Segment Start: Supplied material

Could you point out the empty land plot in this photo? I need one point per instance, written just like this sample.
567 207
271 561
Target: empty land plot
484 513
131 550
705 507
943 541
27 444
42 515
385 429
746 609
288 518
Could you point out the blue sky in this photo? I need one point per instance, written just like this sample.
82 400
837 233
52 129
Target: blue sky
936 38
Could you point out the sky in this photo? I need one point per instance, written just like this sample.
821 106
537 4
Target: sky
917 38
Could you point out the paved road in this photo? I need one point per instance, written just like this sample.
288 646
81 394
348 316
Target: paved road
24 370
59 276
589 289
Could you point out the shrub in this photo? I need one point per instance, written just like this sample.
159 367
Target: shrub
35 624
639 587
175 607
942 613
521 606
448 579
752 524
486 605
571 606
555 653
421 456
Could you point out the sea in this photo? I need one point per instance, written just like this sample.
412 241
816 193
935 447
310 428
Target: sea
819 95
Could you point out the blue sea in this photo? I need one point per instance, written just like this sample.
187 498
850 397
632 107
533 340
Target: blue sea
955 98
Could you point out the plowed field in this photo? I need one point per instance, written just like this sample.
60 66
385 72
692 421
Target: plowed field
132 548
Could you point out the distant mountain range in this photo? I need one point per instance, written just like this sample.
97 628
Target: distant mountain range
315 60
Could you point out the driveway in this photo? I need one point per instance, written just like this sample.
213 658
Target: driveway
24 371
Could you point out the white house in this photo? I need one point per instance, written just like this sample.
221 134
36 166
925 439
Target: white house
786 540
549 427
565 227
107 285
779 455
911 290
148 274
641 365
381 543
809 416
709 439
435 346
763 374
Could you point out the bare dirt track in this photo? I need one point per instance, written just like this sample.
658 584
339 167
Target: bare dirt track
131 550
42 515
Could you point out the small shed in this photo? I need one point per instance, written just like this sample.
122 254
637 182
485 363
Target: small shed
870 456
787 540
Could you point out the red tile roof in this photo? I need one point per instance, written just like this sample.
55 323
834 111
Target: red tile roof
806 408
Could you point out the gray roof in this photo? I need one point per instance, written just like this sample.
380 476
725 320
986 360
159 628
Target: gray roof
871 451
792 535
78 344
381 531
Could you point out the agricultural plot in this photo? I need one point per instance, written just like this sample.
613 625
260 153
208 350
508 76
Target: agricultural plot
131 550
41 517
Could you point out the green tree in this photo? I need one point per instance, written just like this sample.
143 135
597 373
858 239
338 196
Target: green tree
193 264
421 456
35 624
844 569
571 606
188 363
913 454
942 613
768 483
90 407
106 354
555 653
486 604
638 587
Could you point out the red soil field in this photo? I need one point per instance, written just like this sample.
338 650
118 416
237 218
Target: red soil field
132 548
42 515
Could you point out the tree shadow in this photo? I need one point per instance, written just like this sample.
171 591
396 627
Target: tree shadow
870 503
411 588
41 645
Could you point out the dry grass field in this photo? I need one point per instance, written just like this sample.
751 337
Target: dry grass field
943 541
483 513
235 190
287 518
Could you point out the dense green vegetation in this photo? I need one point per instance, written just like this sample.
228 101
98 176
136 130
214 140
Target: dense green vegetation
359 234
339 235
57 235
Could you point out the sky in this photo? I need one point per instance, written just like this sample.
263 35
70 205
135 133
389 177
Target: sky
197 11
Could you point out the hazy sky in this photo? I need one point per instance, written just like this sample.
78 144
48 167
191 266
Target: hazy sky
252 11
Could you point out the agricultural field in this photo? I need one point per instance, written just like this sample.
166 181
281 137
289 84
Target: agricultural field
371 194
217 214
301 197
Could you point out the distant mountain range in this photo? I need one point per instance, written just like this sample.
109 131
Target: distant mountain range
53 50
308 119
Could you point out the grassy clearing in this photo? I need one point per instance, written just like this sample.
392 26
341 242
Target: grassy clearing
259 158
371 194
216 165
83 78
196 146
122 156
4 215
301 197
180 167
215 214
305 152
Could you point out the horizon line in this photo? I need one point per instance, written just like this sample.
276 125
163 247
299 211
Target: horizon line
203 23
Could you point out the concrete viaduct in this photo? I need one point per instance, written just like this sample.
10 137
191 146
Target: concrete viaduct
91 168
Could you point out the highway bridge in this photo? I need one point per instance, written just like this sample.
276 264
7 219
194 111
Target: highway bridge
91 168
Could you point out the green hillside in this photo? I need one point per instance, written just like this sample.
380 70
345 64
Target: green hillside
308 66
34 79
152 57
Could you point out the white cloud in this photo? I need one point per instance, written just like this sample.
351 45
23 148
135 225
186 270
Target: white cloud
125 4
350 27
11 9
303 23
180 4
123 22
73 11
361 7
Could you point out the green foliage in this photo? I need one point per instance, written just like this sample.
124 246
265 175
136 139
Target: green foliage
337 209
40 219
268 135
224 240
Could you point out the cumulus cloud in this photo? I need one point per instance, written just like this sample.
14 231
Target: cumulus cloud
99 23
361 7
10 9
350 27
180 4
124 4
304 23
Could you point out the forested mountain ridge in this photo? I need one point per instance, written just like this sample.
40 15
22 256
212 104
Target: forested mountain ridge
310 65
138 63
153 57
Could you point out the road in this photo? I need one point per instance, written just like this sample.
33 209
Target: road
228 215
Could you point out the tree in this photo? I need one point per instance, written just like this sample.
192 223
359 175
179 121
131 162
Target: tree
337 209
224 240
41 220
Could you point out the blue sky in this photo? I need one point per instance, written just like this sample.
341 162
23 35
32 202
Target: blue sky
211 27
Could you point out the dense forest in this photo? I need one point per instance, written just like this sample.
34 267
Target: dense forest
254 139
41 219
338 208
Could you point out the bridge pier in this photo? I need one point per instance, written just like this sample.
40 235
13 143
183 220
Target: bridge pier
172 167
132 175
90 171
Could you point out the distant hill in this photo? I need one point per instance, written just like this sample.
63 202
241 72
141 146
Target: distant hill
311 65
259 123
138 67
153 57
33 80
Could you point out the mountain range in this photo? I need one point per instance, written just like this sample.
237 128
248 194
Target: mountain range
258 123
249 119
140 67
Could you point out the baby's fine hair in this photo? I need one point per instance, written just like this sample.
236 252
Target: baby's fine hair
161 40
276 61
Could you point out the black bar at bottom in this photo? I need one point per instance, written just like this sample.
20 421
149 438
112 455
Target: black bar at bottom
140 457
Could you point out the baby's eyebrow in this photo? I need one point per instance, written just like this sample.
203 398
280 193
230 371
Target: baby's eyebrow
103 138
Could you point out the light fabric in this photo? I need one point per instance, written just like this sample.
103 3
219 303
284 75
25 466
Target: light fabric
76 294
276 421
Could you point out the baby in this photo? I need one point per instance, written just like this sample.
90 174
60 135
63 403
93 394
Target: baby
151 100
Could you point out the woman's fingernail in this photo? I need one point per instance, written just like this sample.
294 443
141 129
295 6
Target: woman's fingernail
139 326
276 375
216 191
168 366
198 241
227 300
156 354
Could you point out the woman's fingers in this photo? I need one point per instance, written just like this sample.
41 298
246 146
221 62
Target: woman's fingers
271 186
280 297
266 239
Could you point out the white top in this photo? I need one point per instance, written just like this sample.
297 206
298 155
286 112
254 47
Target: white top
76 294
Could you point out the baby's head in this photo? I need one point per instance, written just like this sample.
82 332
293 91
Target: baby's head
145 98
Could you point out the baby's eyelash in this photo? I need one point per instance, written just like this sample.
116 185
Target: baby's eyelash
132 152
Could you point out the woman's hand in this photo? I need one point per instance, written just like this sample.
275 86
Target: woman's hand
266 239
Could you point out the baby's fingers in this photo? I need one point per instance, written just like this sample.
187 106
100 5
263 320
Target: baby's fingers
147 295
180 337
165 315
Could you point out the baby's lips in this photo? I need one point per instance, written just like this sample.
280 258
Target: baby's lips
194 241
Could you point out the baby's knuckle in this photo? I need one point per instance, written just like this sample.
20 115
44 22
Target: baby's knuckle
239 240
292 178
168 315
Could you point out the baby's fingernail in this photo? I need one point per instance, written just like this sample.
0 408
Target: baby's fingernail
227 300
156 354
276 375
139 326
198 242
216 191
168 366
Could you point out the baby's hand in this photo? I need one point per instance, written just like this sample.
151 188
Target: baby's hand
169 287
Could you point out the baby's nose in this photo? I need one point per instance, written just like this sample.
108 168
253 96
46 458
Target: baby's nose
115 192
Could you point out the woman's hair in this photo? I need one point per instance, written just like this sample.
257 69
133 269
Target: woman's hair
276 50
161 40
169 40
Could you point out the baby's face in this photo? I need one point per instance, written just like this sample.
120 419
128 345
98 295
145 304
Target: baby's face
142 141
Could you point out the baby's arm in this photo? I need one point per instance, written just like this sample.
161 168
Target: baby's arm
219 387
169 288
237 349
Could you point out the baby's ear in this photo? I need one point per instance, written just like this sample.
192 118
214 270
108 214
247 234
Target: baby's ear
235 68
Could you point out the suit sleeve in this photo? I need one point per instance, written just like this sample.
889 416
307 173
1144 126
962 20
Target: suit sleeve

Segment End: Supplied material

• _Aim of the task_: Above are the entries; copy out every line among them that contains the word "sleeve".

• _Solution_:
Could you point out the suit sleeve in this photo? I need one point per instance, written just like this sample.
Target: suit sleeve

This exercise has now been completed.